── Data records

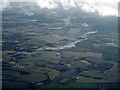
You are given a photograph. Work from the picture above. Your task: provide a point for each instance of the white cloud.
(50, 4)
(102, 7)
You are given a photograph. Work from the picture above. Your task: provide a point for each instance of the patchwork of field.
(28, 64)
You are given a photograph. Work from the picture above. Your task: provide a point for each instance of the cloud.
(100, 7)
(50, 4)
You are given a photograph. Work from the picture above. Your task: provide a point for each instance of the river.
(72, 44)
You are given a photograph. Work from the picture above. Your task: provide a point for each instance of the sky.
(100, 7)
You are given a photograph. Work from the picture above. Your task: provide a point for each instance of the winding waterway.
(72, 44)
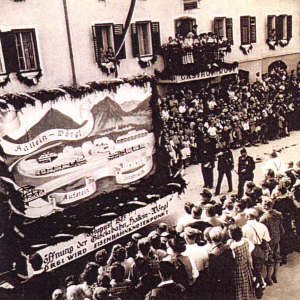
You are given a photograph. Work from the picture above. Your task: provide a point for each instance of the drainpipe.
(70, 43)
(127, 24)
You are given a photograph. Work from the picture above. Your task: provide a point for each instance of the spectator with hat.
(256, 232)
(144, 272)
(186, 218)
(197, 253)
(208, 163)
(167, 289)
(242, 273)
(274, 222)
(220, 267)
(41, 284)
(246, 167)
(186, 271)
(101, 293)
(121, 287)
(206, 198)
(210, 215)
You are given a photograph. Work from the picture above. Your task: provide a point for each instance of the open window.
(248, 30)
(106, 36)
(145, 38)
(190, 4)
(20, 51)
(223, 28)
(284, 27)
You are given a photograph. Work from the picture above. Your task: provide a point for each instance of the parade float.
(86, 163)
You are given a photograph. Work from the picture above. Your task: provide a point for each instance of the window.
(248, 30)
(272, 28)
(184, 25)
(223, 27)
(26, 50)
(108, 35)
(190, 4)
(145, 38)
(284, 27)
(20, 50)
(2, 66)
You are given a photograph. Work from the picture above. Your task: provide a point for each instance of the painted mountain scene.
(122, 114)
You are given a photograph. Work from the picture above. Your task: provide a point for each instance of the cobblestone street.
(288, 286)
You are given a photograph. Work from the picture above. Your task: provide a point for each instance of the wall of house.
(48, 19)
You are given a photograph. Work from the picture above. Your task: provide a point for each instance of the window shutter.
(245, 30)
(216, 27)
(118, 38)
(252, 29)
(36, 49)
(229, 30)
(155, 37)
(289, 27)
(279, 27)
(269, 26)
(97, 36)
(135, 40)
(9, 51)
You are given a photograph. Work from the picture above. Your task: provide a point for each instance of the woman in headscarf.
(242, 273)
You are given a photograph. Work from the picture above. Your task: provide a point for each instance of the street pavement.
(288, 286)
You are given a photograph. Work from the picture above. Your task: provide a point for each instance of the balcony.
(193, 59)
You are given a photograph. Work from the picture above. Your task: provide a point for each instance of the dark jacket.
(225, 160)
(248, 165)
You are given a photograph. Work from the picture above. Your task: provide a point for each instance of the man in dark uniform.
(245, 171)
(208, 163)
(225, 166)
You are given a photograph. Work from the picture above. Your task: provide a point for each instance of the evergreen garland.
(29, 82)
(5, 81)
(145, 64)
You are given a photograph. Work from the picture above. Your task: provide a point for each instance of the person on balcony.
(188, 57)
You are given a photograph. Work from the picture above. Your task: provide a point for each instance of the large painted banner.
(69, 150)
(62, 253)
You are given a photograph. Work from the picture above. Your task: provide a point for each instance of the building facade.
(65, 39)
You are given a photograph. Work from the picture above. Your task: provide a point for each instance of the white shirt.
(198, 254)
(262, 232)
(275, 164)
(183, 221)
(235, 244)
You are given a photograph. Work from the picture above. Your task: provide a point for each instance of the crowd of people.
(197, 123)
(203, 50)
(219, 249)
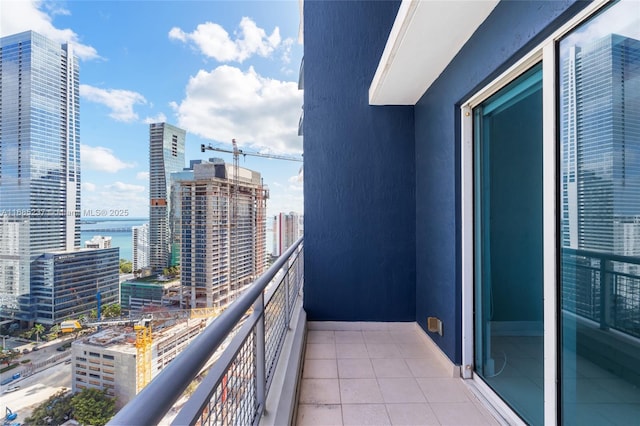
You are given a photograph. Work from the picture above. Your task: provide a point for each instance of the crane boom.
(237, 151)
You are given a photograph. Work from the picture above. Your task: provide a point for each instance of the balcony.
(272, 367)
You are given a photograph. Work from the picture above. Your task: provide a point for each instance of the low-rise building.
(65, 284)
(108, 360)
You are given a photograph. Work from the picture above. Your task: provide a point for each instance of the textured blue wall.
(512, 29)
(359, 183)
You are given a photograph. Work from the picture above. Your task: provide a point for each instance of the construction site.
(124, 355)
(223, 232)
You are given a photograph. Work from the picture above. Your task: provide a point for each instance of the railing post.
(286, 296)
(606, 294)
(258, 306)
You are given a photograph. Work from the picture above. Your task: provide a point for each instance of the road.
(35, 389)
(40, 385)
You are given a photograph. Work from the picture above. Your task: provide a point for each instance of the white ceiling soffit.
(425, 37)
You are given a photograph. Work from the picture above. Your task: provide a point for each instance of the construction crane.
(237, 152)
(233, 194)
(142, 328)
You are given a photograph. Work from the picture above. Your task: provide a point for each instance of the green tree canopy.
(111, 311)
(125, 266)
(38, 329)
(54, 411)
(8, 356)
(93, 407)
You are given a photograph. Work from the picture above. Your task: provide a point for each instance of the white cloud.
(227, 103)
(125, 187)
(286, 51)
(215, 42)
(299, 178)
(101, 159)
(160, 118)
(142, 175)
(120, 102)
(122, 198)
(20, 15)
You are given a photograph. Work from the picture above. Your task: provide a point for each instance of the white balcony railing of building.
(234, 389)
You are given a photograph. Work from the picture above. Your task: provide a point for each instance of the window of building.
(577, 239)
(599, 120)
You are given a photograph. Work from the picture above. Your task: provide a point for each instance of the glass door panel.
(599, 71)
(508, 283)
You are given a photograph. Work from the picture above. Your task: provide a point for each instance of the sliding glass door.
(508, 276)
(599, 73)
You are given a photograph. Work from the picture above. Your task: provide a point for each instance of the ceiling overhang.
(425, 37)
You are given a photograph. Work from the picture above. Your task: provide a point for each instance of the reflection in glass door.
(508, 283)
(599, 72)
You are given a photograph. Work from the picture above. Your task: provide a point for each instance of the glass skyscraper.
(39, 161)
(166, 155)
(601, 145)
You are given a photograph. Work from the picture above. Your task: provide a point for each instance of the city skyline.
(238, 61)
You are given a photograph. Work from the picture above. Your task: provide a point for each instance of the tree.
(125, 266)
(7, 356)
(111, 311)
(54, 411)
(54, 331)
(93, 407)
(38, 329)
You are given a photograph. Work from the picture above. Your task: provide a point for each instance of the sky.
(218, 69)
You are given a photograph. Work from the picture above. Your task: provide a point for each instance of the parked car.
(11, 389)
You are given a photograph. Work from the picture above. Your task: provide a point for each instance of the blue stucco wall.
(511, 30)
(359, 175)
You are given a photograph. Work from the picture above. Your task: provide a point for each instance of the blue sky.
(218, 69)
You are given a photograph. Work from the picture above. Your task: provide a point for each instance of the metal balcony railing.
(234, 389)
(602, 287)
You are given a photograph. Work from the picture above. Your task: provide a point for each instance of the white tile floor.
(381, 374)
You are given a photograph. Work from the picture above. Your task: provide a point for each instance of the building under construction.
(110, 358)
(223, 232)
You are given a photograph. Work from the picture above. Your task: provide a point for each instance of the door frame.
(545, 52)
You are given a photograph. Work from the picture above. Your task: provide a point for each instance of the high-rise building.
(65, 284)
(140, 246)
(166, 155)
(287, 228)
(223, 239)
(174, 211)
(601, 145)
(99, 242)
(39, 161)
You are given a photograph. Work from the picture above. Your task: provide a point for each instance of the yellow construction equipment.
(143, 353)
(144, 338)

────

> **Written instruction**: Transcribe all the records above word for word, without their images.

> **Written solution**:
You are given a photograph. Work from the picture above. Your task: provide a point for each instance of the white cloud.
(50, 4)
(102, 7)
You are given a photograph. Work from the picture above. Your task: provide a point for each instance of the patchwork of field.
(28, 64)
You are given a photograph. Work from the picture above. Your task: provide a point for each instance of the cloud.
(100, 7)
(50, 4)
You are given a photograph. Work from the picture above. Your task: provide a point for each instance of the river.
(72, 44)
You are given a photograph. Work from the picture above. Your task: provide a point for each instance of the sky.
(100, 7)
You are given a photograph. Work from the picture above. Your task: provide a point for each instance of the winding waterway.
(72, 44)
You are given a photograph. Work from the picture above. Your task: provide a point for each instance of the drainpipe.
(70, 43)
(127, 24)
You are given a photograph. Work from the picture above. Your task: provide a point for each instance of the spectator with hat.
(256, 232)
(144, 272)
(186, 218)
(197, 253)
(208, 163)
(167, 289)
(242, 273)
(274, 222)
(220, 267)
(41, 284)
(246, 167)
(186, 271)
(101, 293)
(121, 287)
(206, 198)
(210, 215)
You are given a photograph. Work from the picture above. Your task: provide a point for each instance of the open window.
(248, 30)
(106, 36)
(145, 38)
(190, 4)
(20, 51)
(223, 28)
(284, 27)
You are given a photograph. Work from the picture above. Your task: provide a point for each instance of the parade float.
(86, 163)
You are given a photograph. Work from the picture above. Your task: provide a point for each instance of the window.
(248, 30)
(272, 28)
(184, 25)
(223, 27)
(26, 50)
(108, 35)
(190, 4)
(145, 38)
(284, 27)
(20, 50)
(2, 66)
You are given a photograph. Work from the picture above. Your task: provide a point for each instance of the painted mountain scene.
(122, 114)
You are given a photograph. Work from the picture above. Your task: provide a point for each instance of the cobblestone street.
(288, 286)
You are given a photograph. Work from the picture above. Your task: provide a point for each instance of the wall of house.
(48, 19)
You are given a photograph. Work from the picture above. Your task: provide a point for each instance of the window shutter.
(245, 30)
(216, 27)
(118, 38)
(252, 29)
(36, 49)
(229, 30)
(155, 37)
(289, 27)
(279, 27)
(269, 26)
(97, 36)
(135, 40)
(9, 51)
You are given a photograph. Work from the picture above. Your task: provide a point for each instance of the woman in headscarf.
(242, 273)
You are given a photograph. Work from the picture above. Your task: provide a point for each instance of the street pavement.
(288, 286)
You are given a photograph. Work from the picture above. Your task: provide a point for each instance of the balcony.
(193, 59)
You are given a photograph. Work from the picture above. Your task: provide a point for each instance of the dark jacket.
(225, 160)
(248, 165)
You are given a photograph. Work from the picture above. Your task: provide a point for each instance of the man in dark uniform.
(245, 171)
(208, 163)
(225, 166)
You are given a photograph. Work from the picture above. Your task: provide a point for each instance of the evergreen garland.
(29, 82)
(5, 81)
(145, 64)
You are given a photograph. Work from the picture above. Your task: provide a point for each instance of the person on balcony.
(188, 57)
You are given a photograph. Work from the picture above. Your task: provide a point for each instance of the large painted banner.
(69, 150)
(62, 253)
You are given a photograph. Work from the picture above. Your task: provide a point for each instance of the building facade.
(65, 39)
You are given a photograph. Work from the picture above. Your task: provide a point for each instance of the white shirt.
(198, 254)
(262, 232)
(275, 164)
(183, 221)
(235, 244)
You are given a photograph. Work from the picture above. Your task: provide a point for each instance of the crowd of people.
(197, 123)
(203, 50)
(219, 249)
You are given a photograph. Work from the picture above. Your task: provide a point for each instance of the crane boom.
(237, 151)
You are given a photograph. Work from the picture above. Your task: provide a point for each instance of the balcony.
(272, 367)
You are given a photograph. Work from the picture above. Your task: provide a point for each instance of the low-rise building.
(65, 284)
(108, 360)
You are given a photograph. Work from the picture above. Your task: provide a point for each instance of the textured blue wall.
(512, 29)
(359, 183)
You are given a photograph. Work from the picture above. Your task: provide a point for each instance of the construction site.
(124, 355)
(223, 232)
You are given a photograph. Work from the picture above. Your task: provide a point for each instance of the railing post.
(286, 296)
(606, 294)
(258, 306)
You are given a photograph. Work from the picture above. Your task: provide a point for each instance of the road.
(35, 389)
(40, 385)
You are given a photograph. Work from the picture above. Your task: provide a point for each instance of the white ceiling soffit.
(425, 37)
You are given a photograph. Work from the picture above. Your task: provide a point for each instance of the construction crane.
(237, 152)
(233, 194)
(142, 328)
You are given a photograph. Work from the picture above. Your task: provide a point for each instance of the green tree canopy.
(111, 311)
(125, 266)
(38, 329)
(54, 411)
(8, 356)
(93, 407)
You are given a photograph. Work from the picture above. Your task: provide a point for each instance of the white cloud.
(227, 103)
(125, 187)
(286, 51)
(215, 42)
(299, 178)
(101, 159)
(160, 118)
(142, 175)
(120, 102)
(122, 198)
(20, 15)
You are given a photograph. Work from the picture above. Your task: provide a point for each instance of the white balcony railing of building.
(234, 389)
You are given a photograph. Work from the picture above. Your task: provide a point for each instance of the window of building.
(577, 239)
(599, 120)
You are given a photograph. Work from the picture above. Your task: provide a point for each instance of the glass door panel.
(599, 71)
(508, 283)
You are given a photograph. Work from the picture above. Your task: provide a point for each instance of the sliding glass door.
(508, 276)
(599, 73)
You are given a photograph. Work from the picture above. Your task: provide a point for each instance of the ceiling overhang.
(425, 37)
You are given a photograph. Work from the picture above. Your task: provide a point for each instance of the reflection in glass door.
(508, 283)
(599, 72)
You are given a photograph. Work from the picture above. Your task: provide a point for each instance of the glass skyscraper.
(39, 161)
(166, 155)
(601, 145)
You are given a photograph. Work from the picture above. Your task: provide a point for each instance of the city skyline.
(238, 61)
You are given a photograph. Work from the picture above. Your task: provide a point for each instance of the tree.
(125, 266)
(7, 356)
(111, 311)
(54, 411)
(54, 331)
(93, 407)
(38, 329)
You are given a photograph. Work from the picture above. Your task: provide a point for each instance of the sky.
(218, 69)
You are given a photograph. Work from the picture above. Your task: provide a point for each instance of the parked car.
(11, 389)
You are given a photograph. Work from the picture above. Your task: provide a point for each instance of the blue stucco wall.
(511, 30)
(359, 175)
You are given a photograph. Work from the picture above. Your task: provide a point for each instance of the blue sky.
(218, 69)
You are given a photograph. Work from the picture above. Your task: provide a point for each instance of the metal balcony railing.
(234, 389)
(602, 287)
You are given a photograph. Work from the picture above. Your task: provide a point for each instance of the white tile floor.
(381, 374)
You are given a photograph. Work from the picture above. Your task: provide a point for each instance of the building under construction.
(110, 358)
(223, 232)
You are given a photograph. Work from the picture above. Your task: provide a point for each instance of the door frame.
(545, 52)
You are given a photograph. Work from the picture above. Your task: provide a point for each instance of the high-rise building.
(65, 284)
(140, 246)
(166, 155)
(287, 228)
(223, 239)
(174, 211)
(601, 145)
(99, 242)
(39, 161)
You are given a photograph. Work from the picture above. Your task: provide a point for each instance of the yellow construction equipment.
(143, 353)
(144, 338)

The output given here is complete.